**Instructions for the task**
Turn only the part of the rows below that opens with the line containing "Please annotate the stone" and closes with the final row, both ends included, into a numbered list with blank lines left out.

**Working data**
# # # #
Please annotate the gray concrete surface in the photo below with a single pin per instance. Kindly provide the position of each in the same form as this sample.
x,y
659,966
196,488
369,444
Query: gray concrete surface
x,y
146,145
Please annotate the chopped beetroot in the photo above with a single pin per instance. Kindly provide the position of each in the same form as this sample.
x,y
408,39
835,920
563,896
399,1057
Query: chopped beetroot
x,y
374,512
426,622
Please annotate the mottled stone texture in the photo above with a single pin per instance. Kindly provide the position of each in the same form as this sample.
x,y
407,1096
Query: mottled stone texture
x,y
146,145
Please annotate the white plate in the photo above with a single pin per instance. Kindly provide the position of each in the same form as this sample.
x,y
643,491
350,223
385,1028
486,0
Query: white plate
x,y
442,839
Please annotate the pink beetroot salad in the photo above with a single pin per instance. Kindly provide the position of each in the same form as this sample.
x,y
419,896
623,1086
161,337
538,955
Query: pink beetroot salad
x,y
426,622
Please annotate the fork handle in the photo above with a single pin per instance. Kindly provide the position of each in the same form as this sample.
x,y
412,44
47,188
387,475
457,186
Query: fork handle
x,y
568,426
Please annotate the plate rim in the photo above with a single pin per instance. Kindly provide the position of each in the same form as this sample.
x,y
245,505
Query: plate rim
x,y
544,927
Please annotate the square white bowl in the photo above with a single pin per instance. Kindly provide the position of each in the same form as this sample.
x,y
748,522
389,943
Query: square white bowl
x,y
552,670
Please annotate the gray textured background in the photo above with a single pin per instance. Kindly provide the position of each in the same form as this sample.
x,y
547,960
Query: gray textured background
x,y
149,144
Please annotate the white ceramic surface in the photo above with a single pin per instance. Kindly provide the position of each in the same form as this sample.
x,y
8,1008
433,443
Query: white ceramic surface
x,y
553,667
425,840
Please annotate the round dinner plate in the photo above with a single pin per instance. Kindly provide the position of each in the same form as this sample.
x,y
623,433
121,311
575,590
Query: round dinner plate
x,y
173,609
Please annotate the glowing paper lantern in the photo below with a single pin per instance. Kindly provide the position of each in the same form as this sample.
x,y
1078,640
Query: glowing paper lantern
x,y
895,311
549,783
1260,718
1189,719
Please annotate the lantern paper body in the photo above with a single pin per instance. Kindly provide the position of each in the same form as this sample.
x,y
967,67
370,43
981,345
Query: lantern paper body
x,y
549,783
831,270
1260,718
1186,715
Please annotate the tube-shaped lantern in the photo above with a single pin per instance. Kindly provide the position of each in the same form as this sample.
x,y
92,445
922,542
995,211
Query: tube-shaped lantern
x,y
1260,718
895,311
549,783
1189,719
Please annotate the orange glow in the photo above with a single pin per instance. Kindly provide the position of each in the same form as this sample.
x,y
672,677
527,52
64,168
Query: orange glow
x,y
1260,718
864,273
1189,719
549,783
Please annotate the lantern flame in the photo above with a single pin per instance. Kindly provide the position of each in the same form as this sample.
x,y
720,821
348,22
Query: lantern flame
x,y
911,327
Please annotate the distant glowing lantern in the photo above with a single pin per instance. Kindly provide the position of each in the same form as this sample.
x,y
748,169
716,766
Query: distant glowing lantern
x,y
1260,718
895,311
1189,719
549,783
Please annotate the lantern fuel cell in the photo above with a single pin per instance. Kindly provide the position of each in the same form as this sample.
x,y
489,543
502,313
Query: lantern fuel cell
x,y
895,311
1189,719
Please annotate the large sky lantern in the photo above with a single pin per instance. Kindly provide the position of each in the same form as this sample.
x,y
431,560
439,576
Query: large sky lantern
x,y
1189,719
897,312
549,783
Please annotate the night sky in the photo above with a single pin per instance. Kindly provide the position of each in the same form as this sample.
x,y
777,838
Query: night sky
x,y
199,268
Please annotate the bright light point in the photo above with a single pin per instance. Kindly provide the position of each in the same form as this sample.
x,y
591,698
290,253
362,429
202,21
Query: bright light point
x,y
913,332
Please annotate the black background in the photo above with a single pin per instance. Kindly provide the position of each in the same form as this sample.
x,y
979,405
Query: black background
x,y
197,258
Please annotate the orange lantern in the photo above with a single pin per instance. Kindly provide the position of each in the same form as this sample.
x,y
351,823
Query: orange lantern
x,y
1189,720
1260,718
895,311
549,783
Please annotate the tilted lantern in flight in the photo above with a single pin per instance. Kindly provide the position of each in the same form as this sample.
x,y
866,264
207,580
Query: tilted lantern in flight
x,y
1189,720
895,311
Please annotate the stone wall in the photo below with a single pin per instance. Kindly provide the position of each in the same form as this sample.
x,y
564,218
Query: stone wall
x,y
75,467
# # # #
**The reply**
1. Please annotate the stone wall in the photo below with a single pin per instance. Kindly provide the position of each in the same form as this sample.
2. x,y
3. 564,218
4. Query: stone wall
5. x,y
6. 75,467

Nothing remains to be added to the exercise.